→ **TASK PROMPT**: Scale the lines below: reproduce every one, requests included, and multiply each point coordinate in the answers by 2.3, rounding to whole numbers with halves rounded up. Leave the numbers in the requests and their format samples unchanged.

→ **RECORD LIST**:
########################################

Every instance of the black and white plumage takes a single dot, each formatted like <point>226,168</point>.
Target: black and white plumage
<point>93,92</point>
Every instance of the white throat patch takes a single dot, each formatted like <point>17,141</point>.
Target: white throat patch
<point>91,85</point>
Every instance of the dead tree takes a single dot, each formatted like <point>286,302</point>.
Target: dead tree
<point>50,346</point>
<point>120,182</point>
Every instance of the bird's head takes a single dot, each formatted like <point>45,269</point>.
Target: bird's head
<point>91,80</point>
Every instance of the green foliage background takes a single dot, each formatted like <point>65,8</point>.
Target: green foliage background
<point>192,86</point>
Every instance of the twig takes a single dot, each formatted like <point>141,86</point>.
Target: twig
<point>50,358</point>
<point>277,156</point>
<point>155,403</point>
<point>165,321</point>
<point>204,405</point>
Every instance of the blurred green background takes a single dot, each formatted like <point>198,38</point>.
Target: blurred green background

########################################

→ **COMPLETE OUTPUT**:
Every instance of the black and white plumage takes a single dot, each formatted like <point>226,168</point>.
Target: black and white plumage
<point>214,212</point>
Every instance of the white throat patch takes a single dot, each formatted like <point>17,141</point>.
Target: white throat patch
<point>209,196</point>
Every instance of the dead tree takes a single dot, each formatted like <point>286,302</point>.
Target: dead tree
<point>115,796</point>
<point>276,419</point>
Every instance of the bird's head takes a single dot, each formatted like <point>45,269</point>.
Target: bird's head
<point>209,184</point>
Every instance of the green foliage background takes a single dot, each formatted like <point>65,8</point>.
Target: green foliage background
<point>442,198</point>
Every instance of the twig takes a single dot, each formatted like <point>141,86</point>.
Target: twig
<point>115,823</point>
<point>637,359</point>
<point>357,927</point>
<point>380,738</point>
<point>469,932</point>
Every instance of the blurred green background takes a single dot, each formatted like <point>198,38</point>.
Target: blurred green background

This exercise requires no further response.